§ THE TASK:
Exclude the pictures, then repeat the remaining data exactly.

************

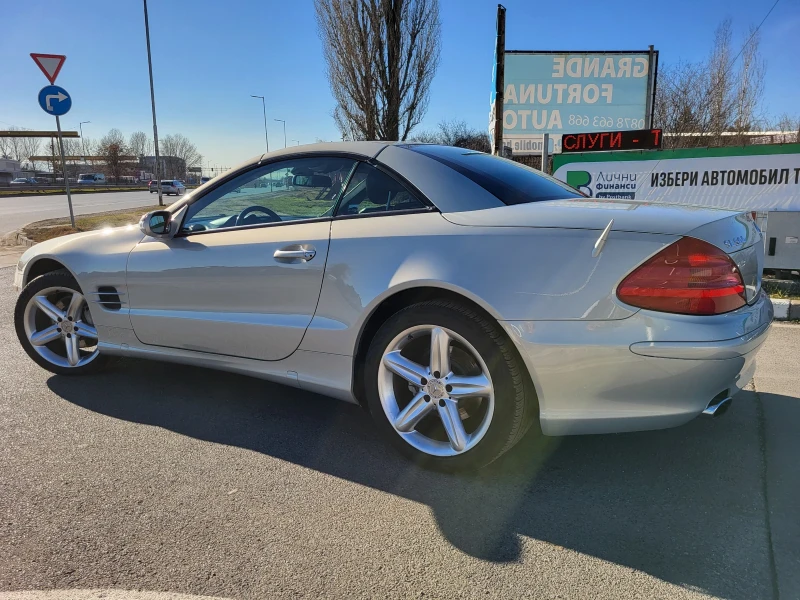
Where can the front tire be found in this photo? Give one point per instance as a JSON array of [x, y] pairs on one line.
[[55, 327], [446, 388]]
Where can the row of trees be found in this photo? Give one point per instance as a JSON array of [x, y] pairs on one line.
[[381, 65], [120, 156], [714, 102]]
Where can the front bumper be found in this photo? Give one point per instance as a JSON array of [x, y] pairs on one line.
[[649, 371]]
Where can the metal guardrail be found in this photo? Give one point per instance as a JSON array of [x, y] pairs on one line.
[[77, 188], [73, 187]]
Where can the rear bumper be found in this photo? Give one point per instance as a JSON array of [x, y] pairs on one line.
[[649, 371]]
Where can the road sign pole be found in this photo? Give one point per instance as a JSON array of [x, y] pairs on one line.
[[545, 153], [153, 103], [64, 171]]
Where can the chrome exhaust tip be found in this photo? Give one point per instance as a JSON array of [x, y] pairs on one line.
[[717, 406]]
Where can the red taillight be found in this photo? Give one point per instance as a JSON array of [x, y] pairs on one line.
[[690, 277]]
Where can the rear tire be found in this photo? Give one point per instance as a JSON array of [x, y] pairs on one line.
[[484, 380]]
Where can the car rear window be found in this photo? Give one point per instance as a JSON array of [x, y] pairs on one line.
[[509, 181]]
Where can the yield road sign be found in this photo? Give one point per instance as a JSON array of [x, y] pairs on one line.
[[50, 64], [54, 100]]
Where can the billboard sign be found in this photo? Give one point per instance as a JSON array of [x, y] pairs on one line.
[[574, 92], [758, 177], [638, 139]]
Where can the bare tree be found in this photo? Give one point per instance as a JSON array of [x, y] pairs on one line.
[[456, 133], [113, 149], [178, 154], [788, 126], [5, 147], [140, 144], [710, 102], [380, 66]]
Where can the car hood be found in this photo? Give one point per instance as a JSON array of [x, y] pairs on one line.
[[111, 240]]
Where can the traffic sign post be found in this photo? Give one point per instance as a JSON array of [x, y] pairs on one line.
[[55, 100]]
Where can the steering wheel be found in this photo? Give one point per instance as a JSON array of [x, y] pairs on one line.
[[274, 217]]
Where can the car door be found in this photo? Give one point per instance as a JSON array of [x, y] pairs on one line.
[[243, 275]]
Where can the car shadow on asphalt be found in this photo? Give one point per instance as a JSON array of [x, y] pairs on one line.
[[685, 505]]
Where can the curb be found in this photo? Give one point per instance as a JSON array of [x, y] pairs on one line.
[[786, 310], [15, 238]]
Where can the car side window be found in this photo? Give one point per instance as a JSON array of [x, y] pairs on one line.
[[289, 190], [372, 191]]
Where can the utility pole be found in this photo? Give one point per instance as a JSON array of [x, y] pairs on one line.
[[264, 108], [500, 65], [64, 171], [284, 131], [83, 143], [153, 103]]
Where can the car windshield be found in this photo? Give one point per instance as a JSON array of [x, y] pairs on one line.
[[511, 182]]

************

§ OUTPUT BELOW:
Where can the front tire be found in this photo? Give one point per instance as a JSON array of [x, y] pairs on one line.
[[55, 327], [446, 388]]
Where can the row of trees be found in this photo? Give one point per instance as a JSON array of [x, y] pairs on one line.
[[381, 65], [120, 156], [714, 102]]
Where can the front bumper be found in this photo? Give one point per instance as a JSON array of [x, y] pairs on one line.
[[649, 371]]
Where can the metal guardrail be found in this photo? Give one point per instance as a JSON array of [x, y] pairs on one line.
[[77, 188], [73, 187]]
Where can the rear bumper be found in this photo? Give one point per instance as a JSON array of [x, y] pairs on one line.
[[649, 371]]
Where can the road sign pole be found in this photo? Give one point per instance as a JSON array of [x, y] pairs on one line.
[[545, 153], [153, 103], [64, 171]]
Where can the chrome exhaust tip be found in this photo? Give one point per instance as a JSON array of [x, y] pairs on one line.
[[717, 406]]
Where can the red taillight be found in this photo? Give one point per instance as a JSON array of [x, y] pairs on one line.
[[690, 277]]
Where can the rear tire be found in this photo? Give one point per instance as a JSON array of [x, y] pairs on one line.
[[484, 380]]
Where can the car rear window be found in this photo? Give one point per instance as a JSON array of [x, y] pairs on one line.
[[509, 181]]
Where can the yield road sign be found in this photo? Give one point per instance as a JSON array of [x, y] pairs on one line.
[[50, 64], [54, 100]]
Where can the billboard sign be found in this photo? Give one point per instance as a JSON array of [x, y] pairs on one line.
[[574, 92], [758, 177], [638, 139]]
Where can the bare tree be found in this photo? Give one point per instance as a JSON array of [x, y] pairs on one line.
[[456, 133], [113, 149], [178, 154], [788, 126], [5, 147], [140, 144], [710, 102], [380, 66]]
Where can the car hood be found in this photo? Give one point per instance as a JSON array of [x, y] pairs on one line.
[[111, 240]]
Where can the traffic sign post be found in this photo? Give one point per instance as a JSON array of [x, y] pairs on one line.
[[55, 100]]
Where can the steering wheel be found in this photo? Give one point per instance as a JSON array of [x, y] pairs on one line.
[[274, 217]]
Where can the car door be found in this photo? Give one point per instance as a JSON array of [x, y] pairs on one line.
[[243, 275]]
Where can the car shadow on asphalt be found in this photo? Give one point per instance as a JSON array of [x, y] pairs on one line.
[[685, 505]]
Where can the curb be found in this photo? Give one point per instance as a JSON array of [x, y] pairs on one line.
[[786, 310], [15, 238]]
Where can the car side window be found in this photo? Give one point per instance as a JSON array of [x, y] pairs on one line.
[[289, 190], [372, 191]]
Where can the utility pole be found in this photo? Give one point per instance as a JSON array of [x, y] pairs on one line.
[[264, 108], [500, 65], [64, 171], [284, 131], [83, 143], [153, 103]]
Where can the car windshield be found in this photo? Give one point per instance as a JSON array of [x, y] pairs on one line.
[[511, 182]]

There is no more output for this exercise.